EXTRAIT:

En France, alors que l'épidémie de bronchiolite était déjà préoccupante fin 2022, le Ministre de la santé a annoncé des Assises de la pédiatrie et de la santé de l'enfant pour le printemps 2023 (1). Ses participants pourront s'appuyer sur les nombreux états des lieux déjà consacrés au délabrement de l'organisation des soins aux enfants et adolescents en France.
Causes multiples, connues depuis des années
Rapports de la pédiatre Danièle Sommelet en 2006, de l'Inspection générale des affaires sociales (IGAS) mi-2021, de la Cour des comptes fin 2021, du Haut conseil de la santé publique (HCSP) en 2022 : autant d'exemples de travaux officiels décrivant les difficultés de la pédiatrie, avec des constats concordants (2à5).
L'un de ces constats est celui d'une pénurie de pédiatres, de chirurgiens pédiatriques, de médecins généralistes et de santé scolaire, de pédopsychiatres, d'infirmières puéricultrices, particulièrement en protection maternelle et infantile (PMI). S'y ajoutent, en raison des insuffisances des programmes de formation ou par manque de formateurs, un amoindrissement progressif des compétences sur la santé des enfants des médecins généralistes, pédopsychiatres, psychologues, infirmières non spécialisées ; un manque de coordination entre les professionnels concernés ; un manque de lisibilité du parcours de soins pour les parents (2à5).
De plus, divers ministères, instances nationales et acteurs locaux sont impliqués, mais leur coordination fait défaut, ce qui peut nuire à l'efficacité de mesures telles que la réduction des fortes inégalités sociales pesant sur la santé des enfants (2à4).
Possibles pertes de chance
Cette désorganisation peut avoir d'autres conséquences délétères sur la santé des enfants : orientation vers des services d'urgences déjà engorgés, faute d'avis spécialisé disponible ; hospitalisations en réalité non justifiées par la situation clinique ; dégradation de la qualité des soins, avec d'éventuels retards diagnostiques voire des pertes de chance (5).

Entrées du jeu de données:
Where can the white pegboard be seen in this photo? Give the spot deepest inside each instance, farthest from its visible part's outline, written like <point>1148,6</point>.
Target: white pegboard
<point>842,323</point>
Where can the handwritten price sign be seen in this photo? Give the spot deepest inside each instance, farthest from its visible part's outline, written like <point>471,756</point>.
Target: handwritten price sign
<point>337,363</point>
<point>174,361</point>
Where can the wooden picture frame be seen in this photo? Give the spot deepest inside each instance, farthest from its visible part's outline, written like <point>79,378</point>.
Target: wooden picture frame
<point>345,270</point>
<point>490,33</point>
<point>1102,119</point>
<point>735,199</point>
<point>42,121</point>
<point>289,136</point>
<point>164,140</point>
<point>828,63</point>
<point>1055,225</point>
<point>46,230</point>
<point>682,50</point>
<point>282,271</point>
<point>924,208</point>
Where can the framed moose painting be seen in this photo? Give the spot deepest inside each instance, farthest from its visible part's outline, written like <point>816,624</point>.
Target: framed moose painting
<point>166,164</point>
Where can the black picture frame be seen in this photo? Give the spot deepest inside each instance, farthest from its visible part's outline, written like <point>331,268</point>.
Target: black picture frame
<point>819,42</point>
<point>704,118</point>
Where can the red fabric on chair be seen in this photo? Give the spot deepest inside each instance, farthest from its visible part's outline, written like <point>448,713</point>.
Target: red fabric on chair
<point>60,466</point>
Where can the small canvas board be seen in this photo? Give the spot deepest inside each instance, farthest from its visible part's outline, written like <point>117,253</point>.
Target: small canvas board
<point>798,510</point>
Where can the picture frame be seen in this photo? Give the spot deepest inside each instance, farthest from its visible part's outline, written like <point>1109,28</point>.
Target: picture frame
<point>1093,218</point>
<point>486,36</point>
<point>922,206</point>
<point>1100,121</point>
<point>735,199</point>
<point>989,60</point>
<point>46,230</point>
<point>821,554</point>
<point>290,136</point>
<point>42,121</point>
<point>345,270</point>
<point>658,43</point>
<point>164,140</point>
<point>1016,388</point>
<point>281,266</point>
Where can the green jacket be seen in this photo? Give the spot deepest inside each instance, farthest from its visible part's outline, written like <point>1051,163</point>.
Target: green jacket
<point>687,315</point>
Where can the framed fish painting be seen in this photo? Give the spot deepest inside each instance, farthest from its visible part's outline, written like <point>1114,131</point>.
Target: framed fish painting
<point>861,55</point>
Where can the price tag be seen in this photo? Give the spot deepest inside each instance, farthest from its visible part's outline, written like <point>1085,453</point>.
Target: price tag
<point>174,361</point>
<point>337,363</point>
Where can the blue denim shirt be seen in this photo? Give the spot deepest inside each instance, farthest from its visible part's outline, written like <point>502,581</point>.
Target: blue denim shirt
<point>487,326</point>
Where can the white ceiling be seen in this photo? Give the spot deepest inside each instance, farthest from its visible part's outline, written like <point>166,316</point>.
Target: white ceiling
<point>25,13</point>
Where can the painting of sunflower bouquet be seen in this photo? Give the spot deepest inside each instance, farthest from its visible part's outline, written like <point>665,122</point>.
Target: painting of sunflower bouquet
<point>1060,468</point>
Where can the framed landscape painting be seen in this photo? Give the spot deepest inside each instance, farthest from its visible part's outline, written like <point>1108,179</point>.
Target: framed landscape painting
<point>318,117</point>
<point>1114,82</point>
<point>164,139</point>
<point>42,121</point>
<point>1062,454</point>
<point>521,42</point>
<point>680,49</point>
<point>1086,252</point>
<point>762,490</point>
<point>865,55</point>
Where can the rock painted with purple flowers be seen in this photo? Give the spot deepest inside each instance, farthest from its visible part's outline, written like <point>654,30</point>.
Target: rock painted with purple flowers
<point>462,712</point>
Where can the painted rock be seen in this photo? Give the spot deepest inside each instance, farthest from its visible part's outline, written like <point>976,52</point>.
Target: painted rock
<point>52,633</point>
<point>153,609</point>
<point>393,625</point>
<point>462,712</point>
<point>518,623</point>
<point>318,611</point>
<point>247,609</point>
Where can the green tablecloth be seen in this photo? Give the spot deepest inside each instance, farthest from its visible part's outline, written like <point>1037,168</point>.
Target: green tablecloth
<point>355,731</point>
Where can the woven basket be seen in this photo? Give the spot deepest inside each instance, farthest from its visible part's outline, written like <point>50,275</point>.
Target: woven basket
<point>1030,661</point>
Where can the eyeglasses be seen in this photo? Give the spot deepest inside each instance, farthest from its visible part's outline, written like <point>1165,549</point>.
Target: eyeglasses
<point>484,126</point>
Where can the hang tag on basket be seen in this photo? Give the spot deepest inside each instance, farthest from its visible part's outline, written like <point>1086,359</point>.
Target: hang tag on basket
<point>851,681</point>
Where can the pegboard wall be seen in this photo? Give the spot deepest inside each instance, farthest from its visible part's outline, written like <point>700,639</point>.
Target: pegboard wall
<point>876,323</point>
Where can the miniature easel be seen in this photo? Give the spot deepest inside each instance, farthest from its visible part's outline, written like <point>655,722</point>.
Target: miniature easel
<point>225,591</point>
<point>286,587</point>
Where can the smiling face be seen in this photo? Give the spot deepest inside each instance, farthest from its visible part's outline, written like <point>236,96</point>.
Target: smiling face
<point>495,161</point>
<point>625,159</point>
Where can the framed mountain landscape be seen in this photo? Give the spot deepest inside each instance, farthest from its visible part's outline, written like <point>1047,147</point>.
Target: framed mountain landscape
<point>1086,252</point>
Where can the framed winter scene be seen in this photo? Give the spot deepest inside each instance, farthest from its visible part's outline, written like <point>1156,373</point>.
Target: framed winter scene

EXPLORATION DU DOCUMENT:
**1.** Répondez aux questions suivantes à partir de l'extrait.
(a) Pour quelle période le Ministre de la santé a-t-il annoncé des Assises de la pédiatrie et de la santé de l'enfant ?
(b) À quel moment la Cour des comptes a-t-elle publié son rapport ?
(c) Dans quel secteur la pénurie de professionnels est-elle particulièrement marquée ?
**2.** Recopiez mot pour mot le passage de l'extrait qui va de « L'un de ces » à « des enfants (2à4). ».
Les entrées du jeu de données ne sont d'aucune utilité ici.

RÉPONSES AUX CONSIGNES:
**1.**
(a) Pour le printemps 2023.
(b) Fin 2021.
(c) En protection maternelle et infantile (PMI).

**2.**
L'un de ces constats est celui d'une pénurie de pédiatres, de chirurgiens pédiatriques, de médecins généralistes et de santé scolaire, de pédopsychiatres, d'infirmières puéricultrices, particulièrement en protection maternelle et infantile (PMI). S'y ajoutent, en raison des insuffisances des programmes de formation ou par manque de formateurs, un amoindrissement progressif des compétences sur la santé des enfants des médecins généralistes, pédopsychiatres, psychologues, infirmières non spécialisées ; un manque de coordination entre les professionnels concernés ; un manque de lisibilité du parcours de soins pour les parents (2à5).
De plus, divers ministères, instances nationales et acteurs locaux sont impliqués, mais leur coordination fait défaut, ce qui peut nuire à l'efficacité de mesures telles que la réduction des fortes inégalités sociales pesant sur la santé des enfants (2à4).